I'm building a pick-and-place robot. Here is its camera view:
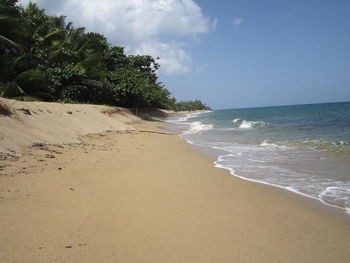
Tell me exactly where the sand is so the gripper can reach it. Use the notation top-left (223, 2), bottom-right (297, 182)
top-left (0, 100), bottom-right (350, 262)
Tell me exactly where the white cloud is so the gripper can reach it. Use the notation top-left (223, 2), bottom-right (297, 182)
top-left (21, 0), bottom-right (217, 74)
top-left (232, 17), bottom-right (243, 27)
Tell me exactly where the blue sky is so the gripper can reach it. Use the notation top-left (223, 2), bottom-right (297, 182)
top-left (21, 0), bottom-right (350, 109)
top-left (163, 0), bottom-right (350, 108)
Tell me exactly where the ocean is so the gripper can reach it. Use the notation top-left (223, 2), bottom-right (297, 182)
top-left (166, 102), bottom-right (350, 214)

▸ **OBJECTIVE**
Reproduce every line of the data above, requests included, but multiply each bounding-box coordinate in the answers by 1.2 and round to whole numbers, with halves rounded up. Keep the numbers in the requests unchanged, and leave the pictures out.

▸ **SOLUTION TO THIS PROBLEM**
I'm building a pick-and-place robot. Here is its camera view:
Tell me exactly where the sand is so the gripper can reach it. Use the notation top-left (223, 2), bottom-right (297, 182)
top-left (0, 120), bottom-right (420, 314)
Tell me exactly where the white cloud is so the gripper can reach it. Use the notation top-left (223, 2), bottom-right (297, 182)
top-left (25, 0), bottom-right (260, 89)
top-left (278, 20), bottom-right (292, 32)
Tell me exactly where the blue sky is so the gripper can reach it. Use the notation top-left (223, 2), bottom-right (297, 182)
top-left (25, 0), bottom-right (420, 131)
top-left (196, 0), bottom-right (420, 130)
Tell me exactly where the ocean is so the gripper can reach it. Use the notation top-left (223, 2), bottom-right (297, 182)
top-left (199, 122), bottom-right (420, 257)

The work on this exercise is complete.